- Problem requirements
Copy out every line, not only the answers, in the part that opens with the line containing "Task: annotation of the text" and closes with the end of the records, adding 110 to each x and y keypoint coordinate in the answers while leaving the format samples unchanged.
===============
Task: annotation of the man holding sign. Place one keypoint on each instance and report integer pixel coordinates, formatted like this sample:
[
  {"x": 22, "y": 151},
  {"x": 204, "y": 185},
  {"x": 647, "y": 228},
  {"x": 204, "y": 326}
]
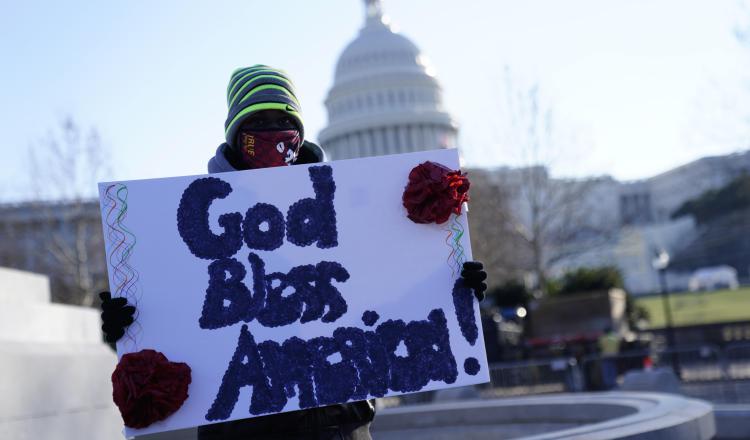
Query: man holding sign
[{"x": 264, "y": 129}]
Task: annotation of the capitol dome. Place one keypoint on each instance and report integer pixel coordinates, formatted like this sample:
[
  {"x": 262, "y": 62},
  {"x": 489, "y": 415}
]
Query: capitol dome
[{"x": 385, "y": 98}]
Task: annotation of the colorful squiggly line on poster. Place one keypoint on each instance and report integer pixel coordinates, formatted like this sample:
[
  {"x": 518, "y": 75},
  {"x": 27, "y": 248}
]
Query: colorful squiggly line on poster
[
  {"x": 121, "y": 245},
  {"x": 457, "y": 256}
]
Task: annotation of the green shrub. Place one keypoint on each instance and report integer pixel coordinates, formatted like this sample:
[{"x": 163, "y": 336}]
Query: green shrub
[
  {"x": 593, "y": 279},
  {"x": 510, "y": 294}
]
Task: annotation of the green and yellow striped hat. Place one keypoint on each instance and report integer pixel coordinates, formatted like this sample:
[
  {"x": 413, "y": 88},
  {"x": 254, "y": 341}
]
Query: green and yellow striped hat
[{"x": 256, "y": 88}]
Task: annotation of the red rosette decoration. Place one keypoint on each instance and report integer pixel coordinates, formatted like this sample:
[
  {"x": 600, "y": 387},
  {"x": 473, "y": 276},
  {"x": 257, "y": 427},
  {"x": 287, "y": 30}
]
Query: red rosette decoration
[
  {"x": 147, "y": 387},
  {"x": 434, "y": 192}
]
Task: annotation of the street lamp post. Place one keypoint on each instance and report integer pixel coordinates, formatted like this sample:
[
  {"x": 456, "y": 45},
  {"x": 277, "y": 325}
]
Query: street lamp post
[{"x": 660, "y": 264}]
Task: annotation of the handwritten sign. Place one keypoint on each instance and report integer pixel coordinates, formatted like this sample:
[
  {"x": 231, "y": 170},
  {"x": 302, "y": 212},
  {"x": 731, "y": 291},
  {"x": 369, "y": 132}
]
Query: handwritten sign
[{"x": 294, "y": 287}]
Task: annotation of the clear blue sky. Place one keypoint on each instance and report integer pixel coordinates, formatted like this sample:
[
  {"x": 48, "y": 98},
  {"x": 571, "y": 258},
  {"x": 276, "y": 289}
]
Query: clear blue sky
[{"x": 643, "y": 85}]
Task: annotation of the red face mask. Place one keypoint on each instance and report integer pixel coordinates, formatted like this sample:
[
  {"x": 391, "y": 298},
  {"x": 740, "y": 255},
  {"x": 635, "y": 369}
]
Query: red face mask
[{"x": 265, "y": 149}]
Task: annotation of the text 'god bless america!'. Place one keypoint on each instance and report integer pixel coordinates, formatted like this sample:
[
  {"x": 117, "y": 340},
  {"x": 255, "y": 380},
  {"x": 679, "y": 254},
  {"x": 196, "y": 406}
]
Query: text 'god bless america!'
[{"x": 368, "y": 365}]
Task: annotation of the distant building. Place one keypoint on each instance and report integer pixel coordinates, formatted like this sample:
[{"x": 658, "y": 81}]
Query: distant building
[
  {"x": 60, "y": 239},
  {"x": 385, "y": 98},
  {"x": 644, "y": 218}
]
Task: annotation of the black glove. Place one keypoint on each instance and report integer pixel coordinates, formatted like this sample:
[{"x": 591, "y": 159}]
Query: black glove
[
  {"x": 116, "y": 316},
  {"x": 474, "y": 276}
]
===============
- Response to this exercise
Task: annotation of the text 'god bless america!'. Place one keypoint on each instance and report integer pixel coordinates, formatted like this sample:
[
  {"x": 117, "y": 340},
  {"x": 255, "y": 380},
  {"x": 679, "y": 254},
  {"x": 196, "y": 406}
]
Query: text 'god bless america!'
[{"x": 478, "y": 475}]
Task: annotation of the distant building. Place one keypoint on each instance and report integer pixel coordinates, formatted like this sample:
[{"x": 658, "y": 81}]
Query: distant building
[
  {"x": 170, "y": 349},
  {"x": 495, "y": 208},
  {"x": 754, "y": 328}
]
Task: annotation of the black glove. Place one keypoint on each instance and report integer pixel coordinates, formatted like this sample:
[{"x": 591, "y": 159}]
Query: black glove
[
  {"x": 226, "y": 426},
  {"x": 584, "y": 386}
]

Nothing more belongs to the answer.